Source =
········
A gap on the map: How busy are the rails?

Hi, Inga here. Are you as interested in rail transit as I am? I usually work on Datawrapper’s platform code (not related to the train platforms!), but this week I’ll be sharing a map of public transport frequency in Berlin.

I’m a big fan of trains and maps. And since I live in Berlin, the city’s transit system is a natural part of my life. For a long time, I have been thinking that there’s something missing in the maps I see around.

Rail transit frequency: The missing map

There are official network schemes, but those are abstract and disconnected from geographical reality. There are official maps hanging on the stops and stations, but they typically only depict a relatively small area, show everything in uniform lines, and are full of map details while only showing transport in muted colors.

The transit layer of Google Maps is useful, but it shows all tram tracks in uniform lines regardless of how many routes pass through, and it groups them in a strange way. (For example, the S45, S46 and S47 trains are displayed as a single line but the S41 and S42 trains on the Ringbahn, Berlin’s Circle Line, are displayed separately despite serving the same line in opposite directions.) Organic Maps, a popular open-source map app, also offers a “transit” layer, but it has its limitations. It’s only visible at certain zoom levels, does not display trams at all, and the locations of some features are incorrect.
········
Given data =
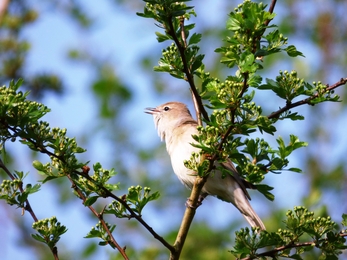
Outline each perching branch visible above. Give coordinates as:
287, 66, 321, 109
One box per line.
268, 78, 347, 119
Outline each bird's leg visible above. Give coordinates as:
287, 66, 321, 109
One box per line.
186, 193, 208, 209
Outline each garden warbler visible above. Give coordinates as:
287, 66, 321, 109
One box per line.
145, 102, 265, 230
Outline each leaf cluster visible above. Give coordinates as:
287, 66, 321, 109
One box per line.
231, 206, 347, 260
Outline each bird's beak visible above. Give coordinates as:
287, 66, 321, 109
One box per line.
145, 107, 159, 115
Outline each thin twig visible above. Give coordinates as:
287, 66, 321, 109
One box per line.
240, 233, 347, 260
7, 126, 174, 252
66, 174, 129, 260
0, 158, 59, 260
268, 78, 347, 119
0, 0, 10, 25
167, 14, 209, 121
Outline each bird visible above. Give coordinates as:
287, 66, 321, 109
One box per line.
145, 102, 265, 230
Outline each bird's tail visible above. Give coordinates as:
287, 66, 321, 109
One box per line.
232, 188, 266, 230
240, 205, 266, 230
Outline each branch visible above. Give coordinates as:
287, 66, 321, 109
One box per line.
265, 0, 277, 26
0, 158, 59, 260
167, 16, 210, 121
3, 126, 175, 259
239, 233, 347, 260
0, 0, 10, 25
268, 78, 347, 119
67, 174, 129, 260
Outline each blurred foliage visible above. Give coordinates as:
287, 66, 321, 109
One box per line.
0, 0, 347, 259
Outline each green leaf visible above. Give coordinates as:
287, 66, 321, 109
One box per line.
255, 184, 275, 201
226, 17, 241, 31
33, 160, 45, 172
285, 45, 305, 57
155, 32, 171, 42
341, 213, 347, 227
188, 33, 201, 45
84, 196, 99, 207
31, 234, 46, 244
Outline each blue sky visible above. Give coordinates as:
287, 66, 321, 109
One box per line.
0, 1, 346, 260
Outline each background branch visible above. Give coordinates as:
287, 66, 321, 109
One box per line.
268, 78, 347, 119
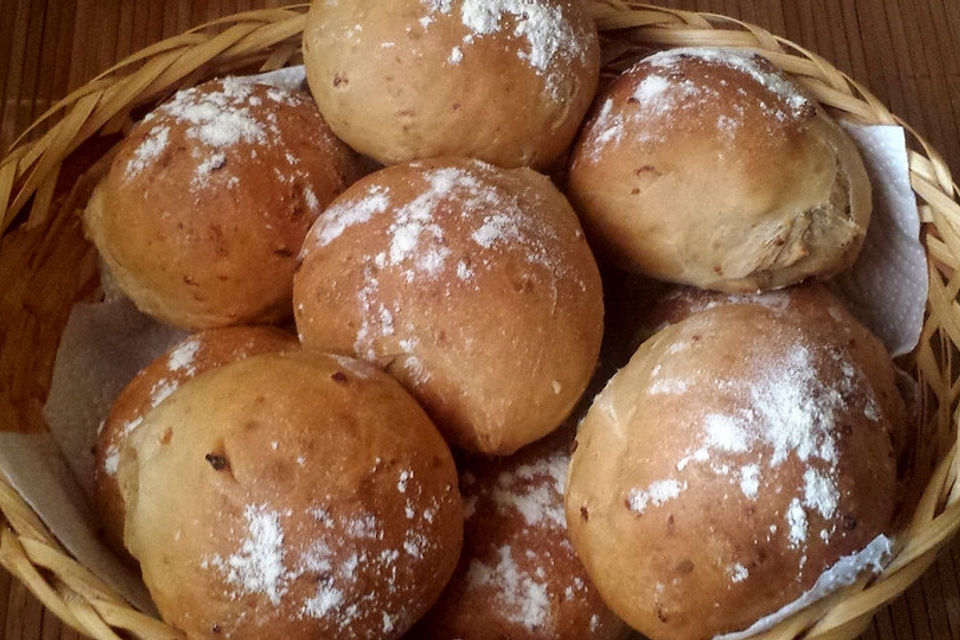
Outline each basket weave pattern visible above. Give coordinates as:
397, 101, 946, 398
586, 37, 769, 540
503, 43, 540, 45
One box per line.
········
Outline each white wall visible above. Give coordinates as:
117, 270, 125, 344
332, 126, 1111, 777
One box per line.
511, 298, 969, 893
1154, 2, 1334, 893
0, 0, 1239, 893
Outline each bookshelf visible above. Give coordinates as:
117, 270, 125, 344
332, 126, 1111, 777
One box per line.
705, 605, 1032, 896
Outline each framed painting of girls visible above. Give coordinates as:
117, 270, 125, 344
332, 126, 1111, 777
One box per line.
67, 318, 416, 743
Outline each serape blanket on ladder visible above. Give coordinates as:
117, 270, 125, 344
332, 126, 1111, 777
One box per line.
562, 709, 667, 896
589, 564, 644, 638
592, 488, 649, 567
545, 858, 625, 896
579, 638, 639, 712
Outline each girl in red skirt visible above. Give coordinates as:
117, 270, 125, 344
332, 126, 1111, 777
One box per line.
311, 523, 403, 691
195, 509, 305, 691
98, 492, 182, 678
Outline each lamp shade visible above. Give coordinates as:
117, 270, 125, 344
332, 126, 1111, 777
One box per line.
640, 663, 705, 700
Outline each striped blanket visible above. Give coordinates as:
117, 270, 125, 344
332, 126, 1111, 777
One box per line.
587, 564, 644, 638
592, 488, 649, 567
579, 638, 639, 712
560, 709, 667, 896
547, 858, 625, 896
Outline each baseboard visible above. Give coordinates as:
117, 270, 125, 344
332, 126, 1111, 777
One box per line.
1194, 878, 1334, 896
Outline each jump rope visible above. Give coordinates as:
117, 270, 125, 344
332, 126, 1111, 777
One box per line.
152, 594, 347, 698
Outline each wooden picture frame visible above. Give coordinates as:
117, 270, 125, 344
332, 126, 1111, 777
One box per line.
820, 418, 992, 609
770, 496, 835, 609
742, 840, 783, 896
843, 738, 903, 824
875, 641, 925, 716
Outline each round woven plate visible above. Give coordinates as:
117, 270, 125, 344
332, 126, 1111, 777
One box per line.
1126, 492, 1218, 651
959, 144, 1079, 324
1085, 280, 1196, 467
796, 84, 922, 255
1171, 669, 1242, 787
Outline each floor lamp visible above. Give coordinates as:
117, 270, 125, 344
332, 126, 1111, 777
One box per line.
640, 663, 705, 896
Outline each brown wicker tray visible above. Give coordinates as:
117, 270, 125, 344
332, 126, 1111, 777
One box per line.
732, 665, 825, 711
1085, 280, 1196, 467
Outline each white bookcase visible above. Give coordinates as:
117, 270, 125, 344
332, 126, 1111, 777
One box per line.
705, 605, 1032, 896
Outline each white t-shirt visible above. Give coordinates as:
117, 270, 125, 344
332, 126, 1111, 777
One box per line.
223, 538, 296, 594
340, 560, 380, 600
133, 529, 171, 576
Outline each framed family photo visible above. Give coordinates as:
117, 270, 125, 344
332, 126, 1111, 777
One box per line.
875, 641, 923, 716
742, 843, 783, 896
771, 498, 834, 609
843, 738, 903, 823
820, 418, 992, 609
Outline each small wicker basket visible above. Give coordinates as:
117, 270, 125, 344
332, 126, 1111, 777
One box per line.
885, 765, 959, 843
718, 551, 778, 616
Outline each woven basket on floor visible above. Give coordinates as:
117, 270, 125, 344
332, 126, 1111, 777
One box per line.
········
Task instructions =
From the Berlin rail map text above, reproduce word for word the stretch from "Hi, Inga here." through "frequency in Berlin.".

Written answer =
Hi, Inga here. Are you as interested in rail transit as I am? I usually work on Datawrapper’s platform code (not related to the train platforms!), but this week I’ll be sharing a map of public transport frequency in Berlin.